[Dataset rows]
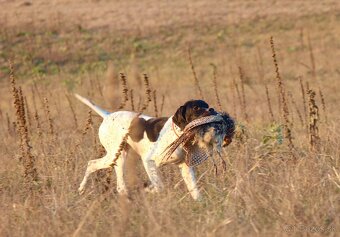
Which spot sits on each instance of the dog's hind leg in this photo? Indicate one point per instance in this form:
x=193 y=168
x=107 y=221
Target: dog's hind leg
x=119 y=169
x=94 y=165
x=151 y=170
x=189 y=178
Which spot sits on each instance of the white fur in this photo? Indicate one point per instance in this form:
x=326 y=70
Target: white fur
x=111 y=132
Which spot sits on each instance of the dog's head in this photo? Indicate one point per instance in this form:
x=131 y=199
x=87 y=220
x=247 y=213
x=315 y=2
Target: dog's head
x=190 y=111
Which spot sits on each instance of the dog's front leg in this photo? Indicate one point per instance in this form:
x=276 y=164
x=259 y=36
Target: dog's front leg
x=151 y=170
x=189 y=178
x=119 y=169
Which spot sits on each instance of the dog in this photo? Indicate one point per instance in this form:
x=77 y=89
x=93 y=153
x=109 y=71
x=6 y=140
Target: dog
x=149 y=137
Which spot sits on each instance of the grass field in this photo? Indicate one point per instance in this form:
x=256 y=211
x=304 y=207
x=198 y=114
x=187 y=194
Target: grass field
x=271 y=187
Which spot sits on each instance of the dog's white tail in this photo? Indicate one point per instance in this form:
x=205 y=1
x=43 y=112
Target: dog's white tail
x=98 y=110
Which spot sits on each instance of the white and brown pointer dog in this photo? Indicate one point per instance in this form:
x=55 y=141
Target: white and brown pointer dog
x=149 y=137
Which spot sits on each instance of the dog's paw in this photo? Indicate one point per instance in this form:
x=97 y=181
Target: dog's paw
x=152 y=189
x=81 y=190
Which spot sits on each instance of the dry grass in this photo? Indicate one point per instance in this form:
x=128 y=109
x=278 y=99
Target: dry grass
x=263 y=191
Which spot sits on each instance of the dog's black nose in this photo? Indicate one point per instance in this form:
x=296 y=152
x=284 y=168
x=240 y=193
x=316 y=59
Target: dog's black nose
x=212 y=111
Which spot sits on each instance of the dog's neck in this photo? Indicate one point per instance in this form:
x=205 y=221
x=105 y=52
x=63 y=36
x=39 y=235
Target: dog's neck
x=176 y=129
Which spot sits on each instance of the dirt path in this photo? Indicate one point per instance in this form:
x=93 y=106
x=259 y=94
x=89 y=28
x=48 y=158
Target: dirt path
x=134 y=14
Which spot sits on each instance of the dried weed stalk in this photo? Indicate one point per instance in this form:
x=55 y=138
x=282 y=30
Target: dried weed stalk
x=323 y=105
x=269 y=104
x=89 y=123
x=147 y=93
x=48 y=116
x=217 y=97
x=72 y=110
x=125 y=96
x=28 y=160
x=314 y=139
x=282 y=95
x=243 y=101
x=194 y=74
x=131 y=100
x=154 y=93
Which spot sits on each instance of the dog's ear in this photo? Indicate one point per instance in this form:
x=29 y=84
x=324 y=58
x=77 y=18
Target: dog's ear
x=179 y=117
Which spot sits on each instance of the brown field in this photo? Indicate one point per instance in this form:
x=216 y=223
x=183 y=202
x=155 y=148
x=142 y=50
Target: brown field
x=268 y=188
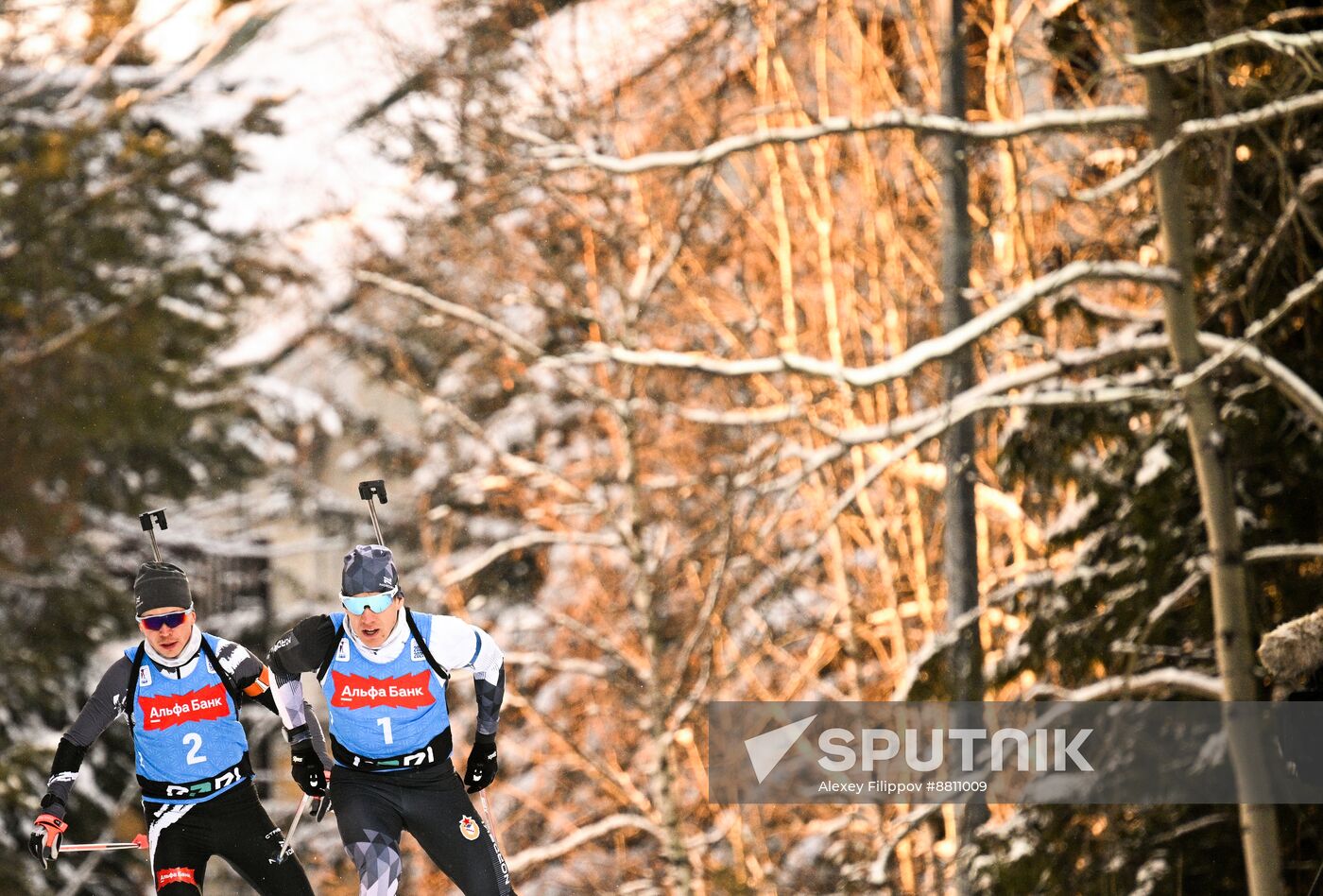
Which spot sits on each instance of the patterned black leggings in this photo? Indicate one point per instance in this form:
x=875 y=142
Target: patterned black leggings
x=373 y=807
x=233 y=826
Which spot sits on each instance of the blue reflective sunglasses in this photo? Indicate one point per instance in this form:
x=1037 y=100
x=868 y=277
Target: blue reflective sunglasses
x=156 y=622
x=374 y=602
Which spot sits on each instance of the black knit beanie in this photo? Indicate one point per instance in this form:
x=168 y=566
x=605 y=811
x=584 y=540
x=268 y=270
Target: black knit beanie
x=161 y=585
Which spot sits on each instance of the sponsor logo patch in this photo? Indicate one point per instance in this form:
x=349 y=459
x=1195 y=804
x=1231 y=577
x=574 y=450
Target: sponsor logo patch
x=356 y=691
x=167 y=876
x=202 y=704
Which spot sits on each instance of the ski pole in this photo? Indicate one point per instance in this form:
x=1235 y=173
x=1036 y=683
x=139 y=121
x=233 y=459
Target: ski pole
x=149 y=521
x=287 y=850
x=369 y=489
x=490 y=818
x=136 y=843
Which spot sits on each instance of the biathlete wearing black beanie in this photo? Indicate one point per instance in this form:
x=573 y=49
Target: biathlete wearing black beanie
x=384 y=673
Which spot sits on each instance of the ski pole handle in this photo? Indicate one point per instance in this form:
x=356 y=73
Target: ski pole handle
x=369 y=489
x=149 y=521
x=136 y=843
x=287 y=850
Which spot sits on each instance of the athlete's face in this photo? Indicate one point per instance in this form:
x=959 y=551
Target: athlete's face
x=168 y=641
x=372 y=629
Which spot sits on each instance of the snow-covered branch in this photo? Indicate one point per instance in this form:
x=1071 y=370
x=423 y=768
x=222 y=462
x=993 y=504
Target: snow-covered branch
x=114 y=48
x=72 y=335
x=1200 y=128
x=1256 y=328
x=902 y=364
x=562 y=156
x=1160 y=681
x=452 y=310
x=1286 y=43
x=1282 y=377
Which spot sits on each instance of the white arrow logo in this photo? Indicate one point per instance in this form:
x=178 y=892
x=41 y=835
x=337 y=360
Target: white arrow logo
x=767 y=750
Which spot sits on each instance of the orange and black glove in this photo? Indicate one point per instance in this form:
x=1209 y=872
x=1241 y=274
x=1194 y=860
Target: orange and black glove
x=48 y=832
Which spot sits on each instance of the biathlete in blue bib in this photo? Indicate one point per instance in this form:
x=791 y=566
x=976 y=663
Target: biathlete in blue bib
x=180 y=691
x=384 y=670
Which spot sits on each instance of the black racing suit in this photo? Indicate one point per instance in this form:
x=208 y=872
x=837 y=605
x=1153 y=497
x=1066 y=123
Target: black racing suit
x=182 y=836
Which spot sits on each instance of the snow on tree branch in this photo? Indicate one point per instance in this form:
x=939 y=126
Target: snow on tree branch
x=562 y=156
x=1285 y=43
x=1199 y=128
x=902 y=364
x=1160 y=681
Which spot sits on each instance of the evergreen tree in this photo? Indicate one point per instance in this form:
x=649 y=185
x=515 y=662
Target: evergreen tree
x=1135 y=528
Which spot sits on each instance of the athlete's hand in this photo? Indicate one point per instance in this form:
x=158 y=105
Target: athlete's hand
x=306 y=769
x=48 y=832
x=482 y=764
x=319 y=807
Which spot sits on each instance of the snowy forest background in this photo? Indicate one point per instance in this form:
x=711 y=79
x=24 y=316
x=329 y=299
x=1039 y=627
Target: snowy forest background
x=638 y=307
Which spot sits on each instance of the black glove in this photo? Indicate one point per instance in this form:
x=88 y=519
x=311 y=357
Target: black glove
x=48 y=832
x=319 y=807
x=307 y=769
x=482 y=763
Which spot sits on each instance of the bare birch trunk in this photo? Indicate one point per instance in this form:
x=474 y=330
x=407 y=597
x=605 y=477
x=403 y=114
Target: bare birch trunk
x=1229 y=591
x=959 y=548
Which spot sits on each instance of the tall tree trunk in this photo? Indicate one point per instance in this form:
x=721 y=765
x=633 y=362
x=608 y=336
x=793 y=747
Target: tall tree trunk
x=1230 y=613
x=959 y=545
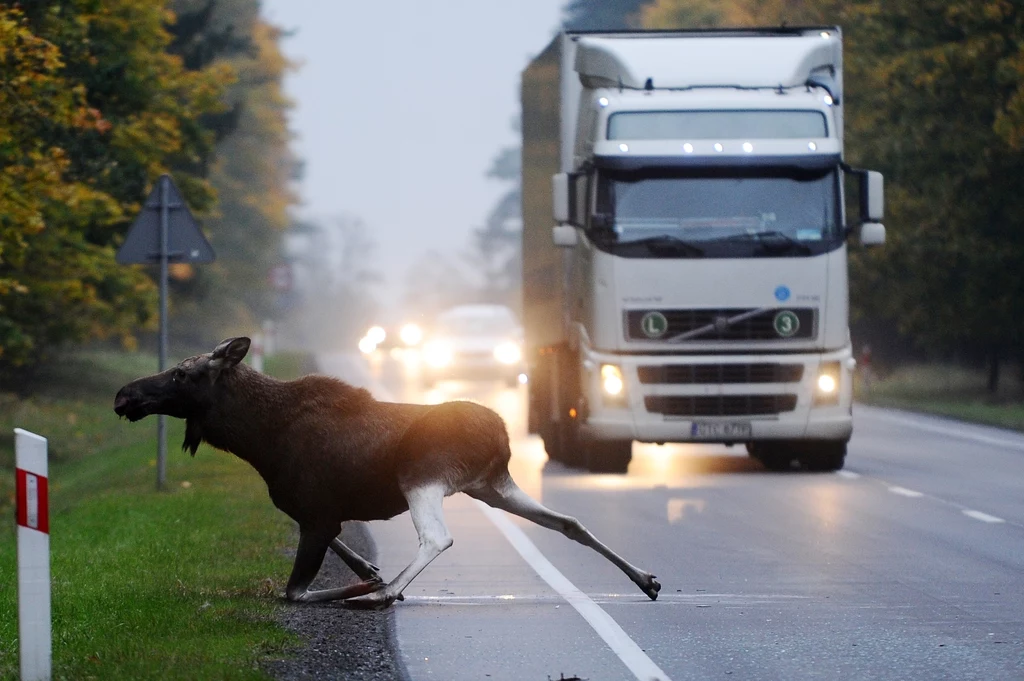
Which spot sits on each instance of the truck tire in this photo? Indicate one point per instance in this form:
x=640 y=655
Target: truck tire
x=608 y=456
x=823 y=456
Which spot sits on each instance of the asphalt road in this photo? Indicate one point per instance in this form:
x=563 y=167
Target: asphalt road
x=907 y=564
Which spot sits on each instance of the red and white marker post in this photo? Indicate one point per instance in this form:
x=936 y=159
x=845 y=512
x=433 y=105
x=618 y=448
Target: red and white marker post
x=33 y=556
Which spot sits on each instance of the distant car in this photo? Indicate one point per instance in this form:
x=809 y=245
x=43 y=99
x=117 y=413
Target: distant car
x=474 y=342
x=402 y=336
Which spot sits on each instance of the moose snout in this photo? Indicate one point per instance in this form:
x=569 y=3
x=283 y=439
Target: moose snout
x=121 y=402
x=127 y=403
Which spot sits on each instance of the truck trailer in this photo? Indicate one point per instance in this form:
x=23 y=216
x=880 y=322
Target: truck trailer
x=684 y=244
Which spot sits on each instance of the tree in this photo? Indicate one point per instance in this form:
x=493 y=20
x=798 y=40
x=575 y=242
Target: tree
x=251 y=172
x=99 y=111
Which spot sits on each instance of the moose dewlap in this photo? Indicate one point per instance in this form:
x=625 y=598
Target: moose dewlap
x=330 y=453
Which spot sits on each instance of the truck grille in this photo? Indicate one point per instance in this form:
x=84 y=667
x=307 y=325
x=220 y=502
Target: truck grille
x=719 y=374
x=712 y=325
x=719 y=405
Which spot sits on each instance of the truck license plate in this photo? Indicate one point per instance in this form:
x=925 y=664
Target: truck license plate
x=723 y=430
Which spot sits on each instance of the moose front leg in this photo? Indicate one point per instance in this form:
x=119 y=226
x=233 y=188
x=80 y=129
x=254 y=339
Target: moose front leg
x=363 y=567
x=425 y=507
x=309 y=558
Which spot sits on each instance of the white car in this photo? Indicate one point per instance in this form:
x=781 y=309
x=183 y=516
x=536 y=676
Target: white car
x=474 y=342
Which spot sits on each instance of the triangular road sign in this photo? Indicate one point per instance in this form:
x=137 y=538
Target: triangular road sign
x=185 y=242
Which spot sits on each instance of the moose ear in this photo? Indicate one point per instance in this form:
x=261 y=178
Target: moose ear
x=229 y=352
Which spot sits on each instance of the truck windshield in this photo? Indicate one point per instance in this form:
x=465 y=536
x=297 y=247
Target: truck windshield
x=723 y=212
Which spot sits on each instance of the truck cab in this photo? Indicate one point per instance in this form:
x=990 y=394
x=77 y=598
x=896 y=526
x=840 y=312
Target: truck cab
x=693 y=242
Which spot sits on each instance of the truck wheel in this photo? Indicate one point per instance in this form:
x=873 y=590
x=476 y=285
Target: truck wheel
x=823 y=456
x=608 y=456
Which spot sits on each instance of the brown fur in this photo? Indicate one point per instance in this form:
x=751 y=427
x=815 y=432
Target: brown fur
x=330 y=453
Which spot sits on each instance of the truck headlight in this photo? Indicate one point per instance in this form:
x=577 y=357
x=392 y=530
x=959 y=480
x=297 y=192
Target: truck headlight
x=827 y=383
x=611 y=380
x=411 y=335
x=508 y=353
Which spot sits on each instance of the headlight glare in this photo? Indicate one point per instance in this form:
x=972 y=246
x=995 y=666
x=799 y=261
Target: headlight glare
x=611 y=380
x=411 y=335
x=826 y=385
x=508 y=353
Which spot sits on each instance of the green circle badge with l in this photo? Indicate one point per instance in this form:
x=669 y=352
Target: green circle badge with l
x=786 y=324
x=653 y=325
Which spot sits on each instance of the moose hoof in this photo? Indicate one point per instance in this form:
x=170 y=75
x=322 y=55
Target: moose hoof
x=651 y=587
x=378 y=600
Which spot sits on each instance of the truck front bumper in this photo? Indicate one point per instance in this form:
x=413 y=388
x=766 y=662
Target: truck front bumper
x=720 y=398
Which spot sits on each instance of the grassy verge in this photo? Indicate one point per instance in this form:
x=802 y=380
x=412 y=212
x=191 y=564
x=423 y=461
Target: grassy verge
x=145 y=585
x=950 y=391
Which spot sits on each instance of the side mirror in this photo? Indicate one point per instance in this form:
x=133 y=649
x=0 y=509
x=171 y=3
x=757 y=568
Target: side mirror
x=561 y=201
x=871 y=197
x=563 y=235
x=872 y=233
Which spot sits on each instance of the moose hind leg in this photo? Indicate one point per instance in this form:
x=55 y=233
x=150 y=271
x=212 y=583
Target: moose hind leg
x=506 y=495
x=308 y=558
x=363 y=567
x=425 y=507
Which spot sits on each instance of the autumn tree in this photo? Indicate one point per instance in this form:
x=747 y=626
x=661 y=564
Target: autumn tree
x=251 y=171
x=93 y=110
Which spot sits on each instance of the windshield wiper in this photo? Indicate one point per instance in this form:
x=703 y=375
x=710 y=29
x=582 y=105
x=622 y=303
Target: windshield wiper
x=668 y=245
x=771 y=240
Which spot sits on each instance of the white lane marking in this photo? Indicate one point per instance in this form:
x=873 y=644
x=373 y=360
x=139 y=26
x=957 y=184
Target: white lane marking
x=689 y=600
x=903 y=492
x=951 y=432
x=978 y=515
x=642 y=667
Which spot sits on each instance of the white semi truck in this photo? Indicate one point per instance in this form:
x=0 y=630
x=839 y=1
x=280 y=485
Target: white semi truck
x=685 y=236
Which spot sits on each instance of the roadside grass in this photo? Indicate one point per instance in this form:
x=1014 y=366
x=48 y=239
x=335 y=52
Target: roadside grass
x=175 y=585
x=950 y=391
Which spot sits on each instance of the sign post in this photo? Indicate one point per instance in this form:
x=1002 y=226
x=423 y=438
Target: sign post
x=33 y=556
x=165 y=231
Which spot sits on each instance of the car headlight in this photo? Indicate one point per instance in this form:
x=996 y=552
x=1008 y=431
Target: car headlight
x=508 y=353
x=411 y=335
x=437 y=354
x=611 y=380
x=827 y=383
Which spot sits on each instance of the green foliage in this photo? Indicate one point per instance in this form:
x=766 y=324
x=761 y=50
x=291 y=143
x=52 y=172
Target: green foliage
x=251 y=173
x=99 y=99
x=176 y=585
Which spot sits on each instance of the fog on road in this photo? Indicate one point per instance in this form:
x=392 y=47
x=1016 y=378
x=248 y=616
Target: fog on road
x=906 y=564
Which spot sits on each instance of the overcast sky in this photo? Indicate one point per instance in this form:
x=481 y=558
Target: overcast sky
x=400 y=108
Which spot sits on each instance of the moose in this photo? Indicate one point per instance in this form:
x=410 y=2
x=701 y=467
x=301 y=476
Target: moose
x=329 y=453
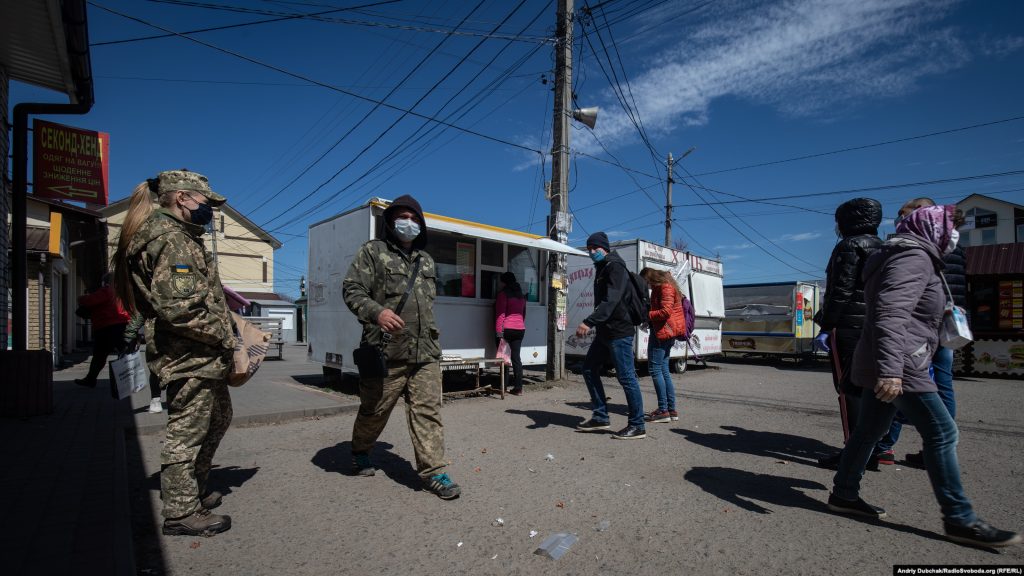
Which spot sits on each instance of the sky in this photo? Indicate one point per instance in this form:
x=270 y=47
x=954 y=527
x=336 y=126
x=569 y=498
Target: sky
x=792 y=107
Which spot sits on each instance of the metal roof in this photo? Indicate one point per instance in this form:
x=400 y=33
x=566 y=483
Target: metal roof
x=34 y=46
x=995 y=259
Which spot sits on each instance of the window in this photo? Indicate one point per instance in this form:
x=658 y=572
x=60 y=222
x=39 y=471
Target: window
x=455 y=256
x=524 y=263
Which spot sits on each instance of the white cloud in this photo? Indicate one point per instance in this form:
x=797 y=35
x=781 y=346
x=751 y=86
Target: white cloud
x=803 y=56
x=804 y=236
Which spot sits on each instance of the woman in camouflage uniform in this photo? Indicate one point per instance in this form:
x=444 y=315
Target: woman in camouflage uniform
x=164 y=272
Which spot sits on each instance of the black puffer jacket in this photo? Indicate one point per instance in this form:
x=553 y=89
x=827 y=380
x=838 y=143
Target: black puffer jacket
x=955 y=272
x=612 y=292
x=843 y=307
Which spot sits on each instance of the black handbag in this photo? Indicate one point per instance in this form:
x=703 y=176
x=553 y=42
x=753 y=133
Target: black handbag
x=370 y=359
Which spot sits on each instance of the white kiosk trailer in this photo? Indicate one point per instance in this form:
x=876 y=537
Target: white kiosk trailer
x=469 y=259
x=700 y=280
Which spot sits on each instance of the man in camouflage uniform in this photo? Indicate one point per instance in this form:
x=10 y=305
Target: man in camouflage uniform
x=177 y=288
x=376 y=282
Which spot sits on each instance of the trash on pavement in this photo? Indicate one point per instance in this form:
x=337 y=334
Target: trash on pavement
x=556 y=545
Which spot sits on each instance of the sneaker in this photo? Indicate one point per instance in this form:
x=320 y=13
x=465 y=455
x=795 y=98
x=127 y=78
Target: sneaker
x=361 y=465
x=442 y=486
x=854 y=507
x=658 y=416
x=980 y=533
x=211 y=500
x=915 y=460
x=201 y=523
x=593 y=425
x=630 y=433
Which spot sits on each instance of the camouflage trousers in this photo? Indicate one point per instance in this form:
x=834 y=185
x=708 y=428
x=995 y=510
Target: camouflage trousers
x=198 y=415
x=420 y=384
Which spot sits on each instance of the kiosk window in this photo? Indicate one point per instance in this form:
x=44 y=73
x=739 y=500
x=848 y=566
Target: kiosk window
x=455 y=257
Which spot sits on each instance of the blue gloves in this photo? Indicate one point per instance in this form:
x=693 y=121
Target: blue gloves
x=821 y=342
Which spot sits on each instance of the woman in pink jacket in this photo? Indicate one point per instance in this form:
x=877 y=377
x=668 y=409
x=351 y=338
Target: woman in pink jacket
x=510 y=313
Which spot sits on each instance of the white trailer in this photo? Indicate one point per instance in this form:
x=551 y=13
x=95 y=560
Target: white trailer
x=469 y=259
x=700 y=279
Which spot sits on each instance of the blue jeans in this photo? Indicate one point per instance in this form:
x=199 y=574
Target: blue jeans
x=942 y=373
x=621 y=351
x=939 y=434
x=657 y=364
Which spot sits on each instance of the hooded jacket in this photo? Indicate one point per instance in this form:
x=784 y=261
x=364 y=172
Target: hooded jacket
x=905 y=302
x=378 y=278
x=177 y=287
x=611 y=288
x=843 y=306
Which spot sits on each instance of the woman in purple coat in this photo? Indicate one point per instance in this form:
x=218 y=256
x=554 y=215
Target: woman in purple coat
x=905 y=303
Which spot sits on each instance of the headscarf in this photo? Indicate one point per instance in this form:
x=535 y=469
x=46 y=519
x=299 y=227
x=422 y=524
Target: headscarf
x=934 y=223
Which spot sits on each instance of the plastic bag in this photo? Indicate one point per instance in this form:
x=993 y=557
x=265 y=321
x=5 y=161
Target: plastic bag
x=130 y=374
x=504 y=352
x=954 y=332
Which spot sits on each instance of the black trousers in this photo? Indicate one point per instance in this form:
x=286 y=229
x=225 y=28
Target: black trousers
x=105 y=340
x=514 y=338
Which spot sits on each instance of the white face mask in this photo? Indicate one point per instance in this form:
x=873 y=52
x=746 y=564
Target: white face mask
x=407 y=230
x=953 y=239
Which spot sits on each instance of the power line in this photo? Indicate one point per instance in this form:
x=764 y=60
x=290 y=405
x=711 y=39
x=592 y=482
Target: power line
x=540 y=40
x=865 y=147
x=312 y=81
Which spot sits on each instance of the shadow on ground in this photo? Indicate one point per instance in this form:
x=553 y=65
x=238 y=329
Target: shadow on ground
x=338 y=459
x=786 y=447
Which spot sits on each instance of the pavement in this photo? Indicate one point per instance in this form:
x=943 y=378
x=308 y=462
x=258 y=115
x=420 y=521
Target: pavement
x=64 y=484
x=728 y=489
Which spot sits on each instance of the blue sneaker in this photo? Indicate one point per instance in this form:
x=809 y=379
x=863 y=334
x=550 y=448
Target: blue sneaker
x=442 y=486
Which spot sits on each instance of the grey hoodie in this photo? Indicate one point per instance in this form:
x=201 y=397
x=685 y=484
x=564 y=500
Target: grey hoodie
x=905 y=302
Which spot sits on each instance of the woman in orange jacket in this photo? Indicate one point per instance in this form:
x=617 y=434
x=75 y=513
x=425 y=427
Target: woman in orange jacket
x=667 y=322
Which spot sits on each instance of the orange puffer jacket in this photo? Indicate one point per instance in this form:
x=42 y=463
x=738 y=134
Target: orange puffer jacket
x=667 y=318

_What is required:_ Please rewrite the stretch of the data above from the line containing "Which spot sits on each instance of the headlight" through the line containing "x=771 y=240" as a numbered list, skipping any blank lines.

_The completed task:_
1. Which spot sits on each instance of the headlight glare in this photo? Indicate one point per instance in this form:
2. x=972 y=246
3. x=995 y=666
4. x=799 y=261
5. Target: headlight glare
6. x=611 y=380
7. x=411 y=335
8. x=826 y=385
9. x=508 y=353
10. Which spot sits on each instance of the green circle badge with l in this photo? Indicate one point per instance in this form:
11. x=669 y=352
12. Target: green circle badge with l
13. x=786 y=324
14. x=653 y=325
15. Which spot sits on each instance of the moose hoof in this photo? Indicate one point per instance in this form:
16. x=170 y=75
17. x=322 y=55
18. Target: moose hoof
19. x=651 y=587
20. x=378 y=600
21. Which spot sits on each instance of the truck front bumper in this photo? Indicate one point per instance in this form:
22. x=413 y=388
23. x=766 y=662
24. Target: truck front bumper
25. x=720 y=398
26. Which spot sits on each instance of the grassy verge in this photo? Indicate one point per instance in this form:
27. x=802 y=380
28. x=412 y=212
29. x=191 y=564
30. x=423 y=461
31. Target: grassy verge
32. x=145 y=585
33. x=950 y=391
34. Which spot sits on each instance of the side mirror in this photo? Indicate one point per instance in this form:
35. x=133 y=649
36. x=0 y=509
37. x=171 y=3
38. x=757 y=568
39. Target: side mirror
40. x=561 y=201
41. x=871 y=197
42. x=563 y=235
43. x=872 y=233
44. Which spot sits on each instance of the moose hind leg in this photo? Indicate one point per instance in this form:
45. x=55 y=233
46. x=150 y=271
47. x=212 y=583
48. Target: moose hind leg
49. x=506 y=495
50. x=308 y=558
51. x=363 y=567
52. x=425 y=507
53. Which spot sits on each instance of the autumn tree in this photo? Indicate one point per instance in this form:
54. x=747 y=626
55. x=661 y=564
56. Target: autumn tree
57. x=251 y=171
58. x=93 y=110
59. Which spot sits on each instance of the windshield wiper in this photo? Indicate one point per instance in this form:
60. x=703 y=375
61. x=710 y=29
62. x=582 y=105
63. x=622 y=303
64. Target: windshield wiper
65. x=668 y=245
66. x=771 y=240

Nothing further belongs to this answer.